EXERCISE BRIEF: Carry none of the pictures over; write out the complete data exactly.

Collected data entries:
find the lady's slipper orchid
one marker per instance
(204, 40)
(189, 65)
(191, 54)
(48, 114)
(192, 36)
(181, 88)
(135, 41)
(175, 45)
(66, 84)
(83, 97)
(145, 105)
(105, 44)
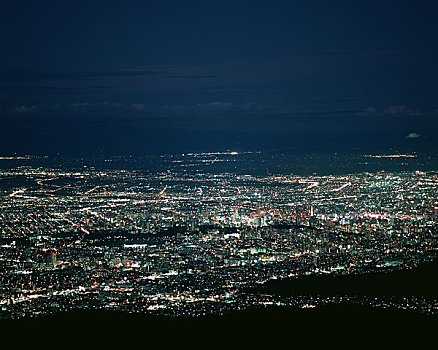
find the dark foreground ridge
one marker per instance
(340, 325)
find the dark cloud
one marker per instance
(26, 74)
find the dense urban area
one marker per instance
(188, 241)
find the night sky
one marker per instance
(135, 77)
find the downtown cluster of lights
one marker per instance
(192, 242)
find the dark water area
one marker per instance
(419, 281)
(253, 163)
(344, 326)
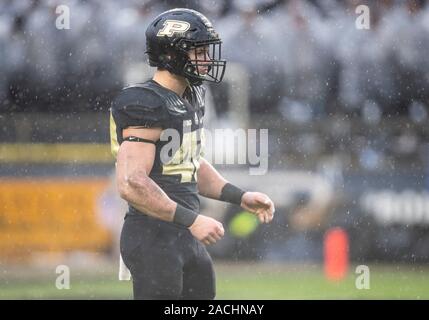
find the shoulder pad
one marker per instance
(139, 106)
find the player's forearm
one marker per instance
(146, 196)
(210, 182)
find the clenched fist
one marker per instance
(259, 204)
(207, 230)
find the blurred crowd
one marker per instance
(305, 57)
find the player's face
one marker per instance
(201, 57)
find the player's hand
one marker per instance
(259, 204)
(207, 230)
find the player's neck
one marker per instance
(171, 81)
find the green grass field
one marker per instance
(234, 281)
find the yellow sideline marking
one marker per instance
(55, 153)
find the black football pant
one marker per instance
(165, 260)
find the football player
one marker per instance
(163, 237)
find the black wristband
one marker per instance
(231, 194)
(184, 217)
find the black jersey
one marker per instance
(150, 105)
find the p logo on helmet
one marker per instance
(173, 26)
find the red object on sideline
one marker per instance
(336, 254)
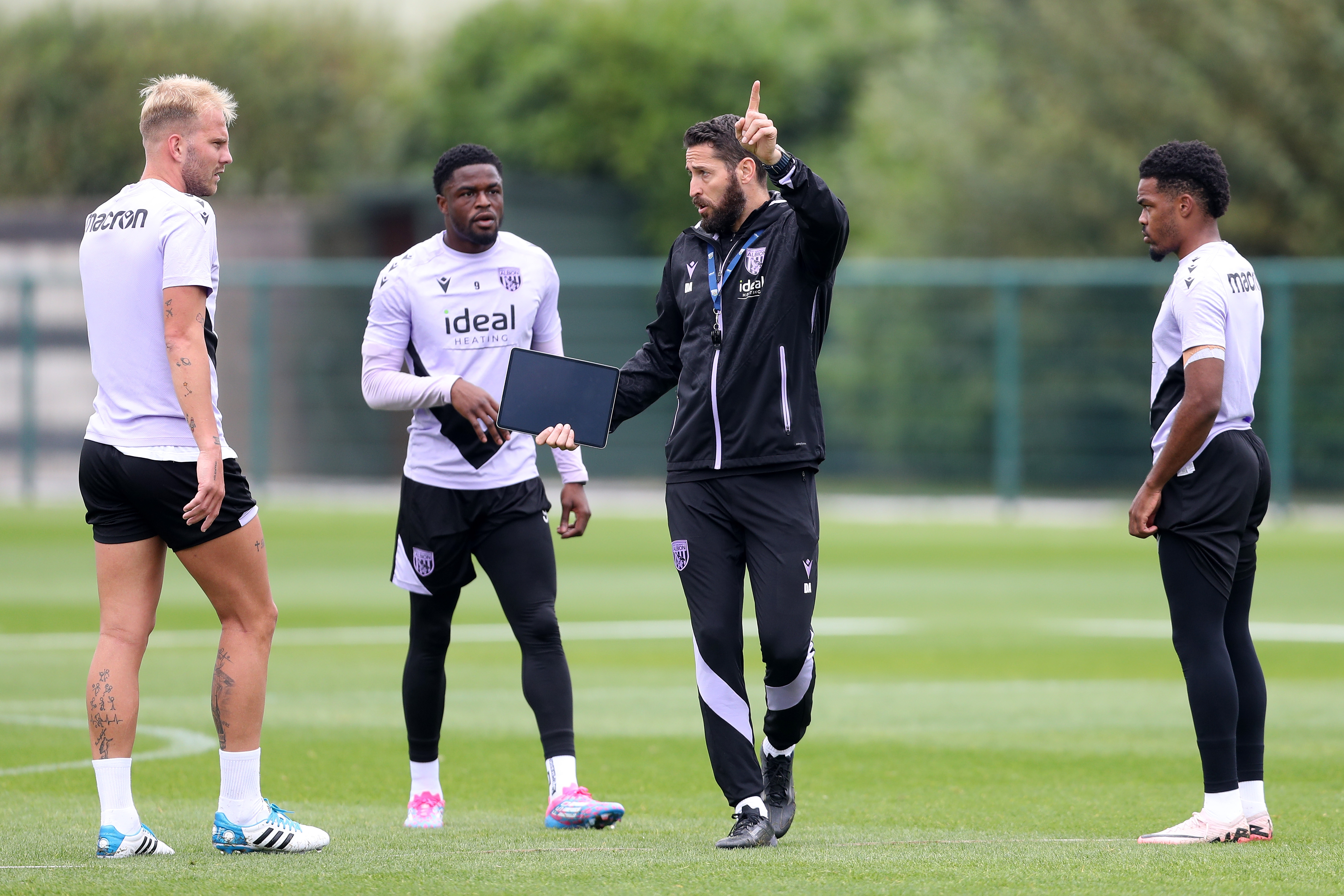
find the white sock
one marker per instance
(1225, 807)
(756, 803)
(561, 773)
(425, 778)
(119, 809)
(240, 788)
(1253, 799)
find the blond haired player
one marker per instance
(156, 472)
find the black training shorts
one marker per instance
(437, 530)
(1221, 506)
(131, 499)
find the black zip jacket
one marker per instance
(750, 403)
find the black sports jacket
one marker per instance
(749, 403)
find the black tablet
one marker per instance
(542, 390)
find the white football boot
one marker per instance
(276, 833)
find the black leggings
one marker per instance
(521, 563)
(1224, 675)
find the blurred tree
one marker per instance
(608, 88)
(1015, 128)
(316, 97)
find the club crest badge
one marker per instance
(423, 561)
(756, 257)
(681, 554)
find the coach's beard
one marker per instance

TASK RESPONSE:
find the lady's slipper orchid
one marker per instance
(204, 40)
(189, 65)
(191, 54)
(48, 114)
(192, 36)
(181, 88)
(135, 41)
(175, 45)
(66, 84)
(83, 97)
(145, 105)
(105, 44)
find the dark foreground ridge
one marker per instance
(340, 325)
find the dark cloud
one marker per instance
(26, 74)
find the dense urban area
one marker per instance
(188, 241)
find the night sky
one marker per instance
(135, 77)
find the downtown cluster of lights
one marker per instance
(192, 242)
find the dark water area
one marker per instance
(419, 281)
(253, 163)
(344, 326)
find the shoulder pad
one marker per instance
(139, 106)
find the player's forearm
one marker per instance
(146, 196)
(210, 182)
find the clenched fist
one marker per instance
(259, 204)
(207, 230)
find the blurred crowd
one marker per instance
(305, 57)
find the player's face
one marker per instance
(201, 57)
find the player's hand
one marker per instance
(259, 204)
(207, 230)
find the player's neck
one marker per instance
(171, 81)
find the green grass field
one marker per instance
(234, 281)
find the yellow sideline marking
one marker per instance
(55, 153)
find the black football pant
one marker per instance
(165, 260)
find the football player
one marker per instance
(163, 237)
find the black wristband
one marker per instance
(231, 194)
(184, 217)
find the black jersey
one marker per instance
(150, 105)
find the p logo on helmet
one marker per instance
(173, 26)
find the red object on sideline
one marker per instance
(336, 254)
find the white sock
one marker per instance
(1225, 807)
(756, 803)
(561, 773)
(425, 778)
(119, 809)
(240, 788)
(1253, 799)
find the blond haired player
one marker per instance
(156, 472)
find the black training shorts
one marker per instance
(437, 530)
(1221, 506)
(131, 499)
find the black zip jacket
one marker per instance
(750, 403)
find the black sports jacket
one marker per instance
(749, 403)
find the black tablet
one marker per instance
(542, 390)
find the white football boot
one marker per instance
(276, 833)
find the black leggings
one marker per instance
(521, 563)
(1224, 675)
find the blurred tree
one marker per instance
(608, 88)
(1015, 128)
(316, 97)
find the club crest badge
one marker per instance
(423, 561)
(756, 257)
(681, 554)
find the coach's beard
one marker per instance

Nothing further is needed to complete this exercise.